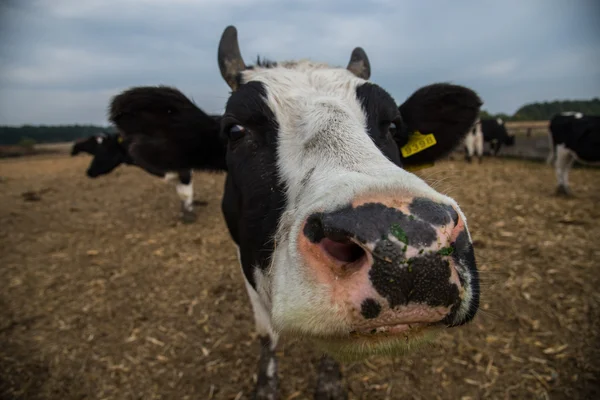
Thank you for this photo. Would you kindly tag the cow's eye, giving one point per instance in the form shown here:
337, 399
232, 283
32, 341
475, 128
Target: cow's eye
236, 132
392, 129
389, 127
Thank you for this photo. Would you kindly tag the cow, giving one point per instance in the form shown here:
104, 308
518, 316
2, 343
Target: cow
573, 137
474, 143
337, 243
494, 133
111, 150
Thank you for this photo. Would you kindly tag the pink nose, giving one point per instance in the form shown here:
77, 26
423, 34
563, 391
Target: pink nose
384, 254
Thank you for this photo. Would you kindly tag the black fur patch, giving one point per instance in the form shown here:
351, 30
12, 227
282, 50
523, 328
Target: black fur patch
254, 196
368, 223
418, 280
381, 111
370, 308
432, 212
465, 255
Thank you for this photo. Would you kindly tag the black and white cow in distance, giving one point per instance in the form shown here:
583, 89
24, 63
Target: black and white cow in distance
337, 243
573, 137
495, 133
111, 150
474, 143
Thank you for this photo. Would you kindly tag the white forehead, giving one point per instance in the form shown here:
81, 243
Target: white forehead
297, 79
300, 92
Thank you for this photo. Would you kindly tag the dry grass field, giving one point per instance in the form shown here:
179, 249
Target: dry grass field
106, 295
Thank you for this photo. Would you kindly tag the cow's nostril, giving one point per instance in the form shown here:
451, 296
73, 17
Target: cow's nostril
344, 251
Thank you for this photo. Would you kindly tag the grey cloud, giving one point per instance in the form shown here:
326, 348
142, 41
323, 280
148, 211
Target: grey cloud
61, 60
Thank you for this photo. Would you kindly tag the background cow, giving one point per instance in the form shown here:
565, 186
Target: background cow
337, 243
573, 136
495, 133
474, 143
111, 150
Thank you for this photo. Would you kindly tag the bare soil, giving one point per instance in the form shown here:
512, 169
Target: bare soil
106, 295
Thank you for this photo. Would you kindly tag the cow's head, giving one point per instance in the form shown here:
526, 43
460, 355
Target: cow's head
340, 242
109, 152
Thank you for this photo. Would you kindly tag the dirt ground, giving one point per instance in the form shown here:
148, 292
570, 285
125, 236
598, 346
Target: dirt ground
106, 295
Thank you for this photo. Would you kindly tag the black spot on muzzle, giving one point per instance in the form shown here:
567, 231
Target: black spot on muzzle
424, 280
435, 213
368, 223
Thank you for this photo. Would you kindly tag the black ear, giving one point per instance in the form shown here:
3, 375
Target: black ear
444, 110
165, 130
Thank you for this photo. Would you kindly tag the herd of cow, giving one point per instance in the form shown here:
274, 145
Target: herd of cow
336, 241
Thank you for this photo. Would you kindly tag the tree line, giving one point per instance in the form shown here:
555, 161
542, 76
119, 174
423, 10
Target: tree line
30, 134
13, 135
543, 111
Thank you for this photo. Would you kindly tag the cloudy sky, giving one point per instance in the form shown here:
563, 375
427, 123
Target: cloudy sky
62, 60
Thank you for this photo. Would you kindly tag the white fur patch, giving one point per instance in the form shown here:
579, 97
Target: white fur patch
326, 159
576, 114
564, 162
186, 194
474, 142
171, 177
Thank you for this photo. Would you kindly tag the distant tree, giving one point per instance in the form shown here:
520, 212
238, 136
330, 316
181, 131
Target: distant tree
11, 135
27, 143
546, 110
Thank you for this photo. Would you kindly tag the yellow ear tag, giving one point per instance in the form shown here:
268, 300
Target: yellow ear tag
413, 168
417, 142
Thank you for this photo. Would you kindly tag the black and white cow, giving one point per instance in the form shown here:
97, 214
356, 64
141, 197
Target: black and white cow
474, 143
573, 136
495, 133
111, 150
337, 242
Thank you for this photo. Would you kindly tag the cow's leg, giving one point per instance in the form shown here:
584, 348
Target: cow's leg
330, 384
185, 190
497, 148
564, 162
267, 383
479, 148
171, 177
467, 155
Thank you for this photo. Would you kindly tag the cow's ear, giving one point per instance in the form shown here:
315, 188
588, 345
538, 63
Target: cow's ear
443, 110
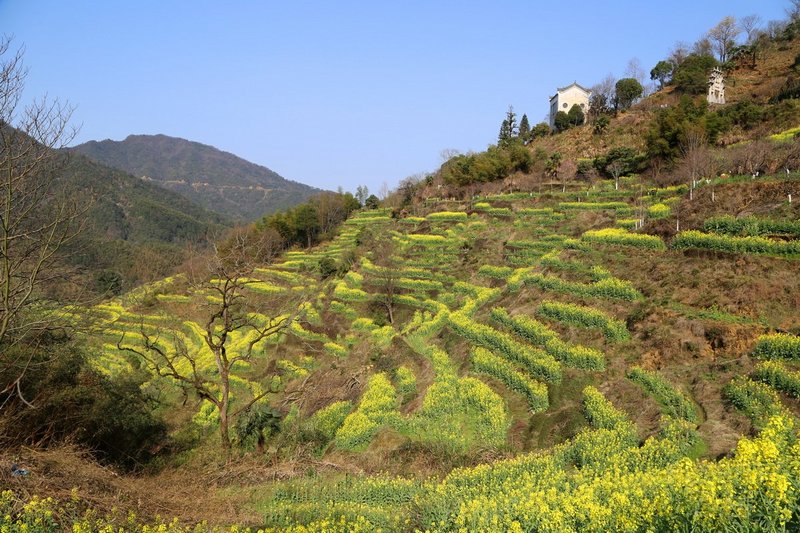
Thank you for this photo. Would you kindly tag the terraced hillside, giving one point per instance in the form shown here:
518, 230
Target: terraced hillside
594, 359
◇ ◇ ◇
- _YOUR TASK_
The records shown above are to be repeated exactly, with the pictures left out.

- _RESULT OF THE TASK_
Thank you for this photo. Would you kindly tag the cow's eye, giving one point per instance in the form shown here:
337, 399
232, 283
32, 341
475, 128
Target: cow's eye
236, 132
392, 129
389, 127
Thank you for this photo. Would you kindly tag the cow, giving one point per instance in the form shown here:
104, 308
518, 316
2, 343
Target: cow
573, 137
474, 143
337, 243
494, 133
111, 150
Thank you for this photo. Would you kindly tag the pink nose, giving one point per instance in the form shown here:
77, 26
423, 34
563, 391
Target: pink nose
384, 254
Thank you for this photo. Would you kindly tag the black fur patch, giving one point per instance in the form shown here:
351, 30
12, 227
282, 50
523, 328
Target: black fur patch
254, 196
368, 223
418, 280
381, 111
370, 308
432, 212
465, 255
Thank you for this photo. Would you kindly tag the black and white cow in distance, giving one point per instance in the form shown here:
583, 89
24, 63
Target: black and white cow in distance
337, 243
573, 137
495, 133
111, 150
474, 143
Thank you for this photo. Would you kindly tag the white forehead, giving one point per instance in the form shown here:
81, 243
Target: white forehead
297, 79
300, 92
Thank you for this photo. Would you kindly tag the dry grass field, giving one point per instance in the form shown here:
179, 249
Target: dry grass field
106, 295
Thank you for this photo. Would you kindly tag the cow's nostril, giving one point per instance in the form shown here:
451, 296
73, 17
Target: cow's nostril
344, 251
Thank you for this photo. Would you kindly tag the grey cloud, giving one point per instance in the form shown here:
326, 348
142, 41
323, 280
148, 211
Target: grey cloud
61, 60
Thank you for this photo. Would you kindly tag the background cow, giving one point per instance in the form shown here:
565, 186
Target: background cow
337, 243
573, 136
495, 133
474, 143
111, 150
Thank you for this photo. Would you kindly tag the bare soil, giving one point per instance in the form shown here:
512, 169
Target: bare soil
106, 295
Thank you for this photo. Would you kindly tag the cow's head, giving one point per instance in the form shown here:
526, 43
460, 355
Target: cow's head
340, 242
109, 152
Thank you for this photo. Would you kindly tag the dirt ground, giving one point per instance in the form shown here:
148, 292
570, 285
125, 236
598, 346
Target: dirt ground
106, 295
Thank you for this photo. Would you kindly tag the black spot on muzzle, giving one point per instance in the form shown here:
567, 231
Target: black spot on muzzle
424, 280
435, 213
368, 223
Thank you for this photo. Would you kindly tag the black ear, giving one point per instance in the form shown here:
3, 375
Target: black ear
444, 110
165, 130
Thank you for this photo. Would you kindly tag the herd of cow, giving one point per instance in the form shown here:
274, 145
Target: herd of cow
336, 241
Thank you for this photo. Would you kindly tag the tree line, giving one point per instance in the form shown here:
555, 161
542, 76
119, 174
423, 10
Target: tree line
30, 134
13, 135
543, 111
Thank you for this photo. Would you kindly tag the cloudy sky, giving one point per instance in the form shown here:
563, 375
427, 123
Target: cloudy sky
62, 60
Thank you for this photo. Would you kindly tag the white fur patch, giving one point per instance in the form shown here:
579, 97
Target: white fur patch
326, 159
576, 114
564, 162
186, 194
474, 142
171, 177
Thank you for this photo. Would you kindly tag the distant tree, giving one point per instance in the form shown here:
520, 212
238, 136
330, 316
181, 131
Target: distant tree
11, 135
27, 143
546, 110
Thank you for this photo. Would you kindly tag the yellow ear tag, giving one point per instance in the form shown here:
268, 300
Target: yellow ear tag
413, 168
417, 142
Thank you for this photo. Would you kindly tag the black and white cow, giving one point per instance in the form shown here:
97, 214
356, 64
141, 197
Target: black and white cow
474, 143
573, 136
495, 133
111, 150
337, 242
Thank you for this photo. Would you kindly tag the cow's leg, giving one point per instance in the form shown here:
584, 348
Target: cow's leg
330, 384
185, 190
497, 148
564, 162
267, 383
479, 148
171, 177
467, 155
Thank you for this photo. Would you kindly tag the cow's ear, giving one point per instance in the form shown here:
315, 188
588, 345
538, 63
Target: cow's ear
443, 110
Thank you for this photo. Would you kindly tag the terraced hillside, giving one point per instance in the form shown here:
518, 230
Target: terraced hillside
594, 359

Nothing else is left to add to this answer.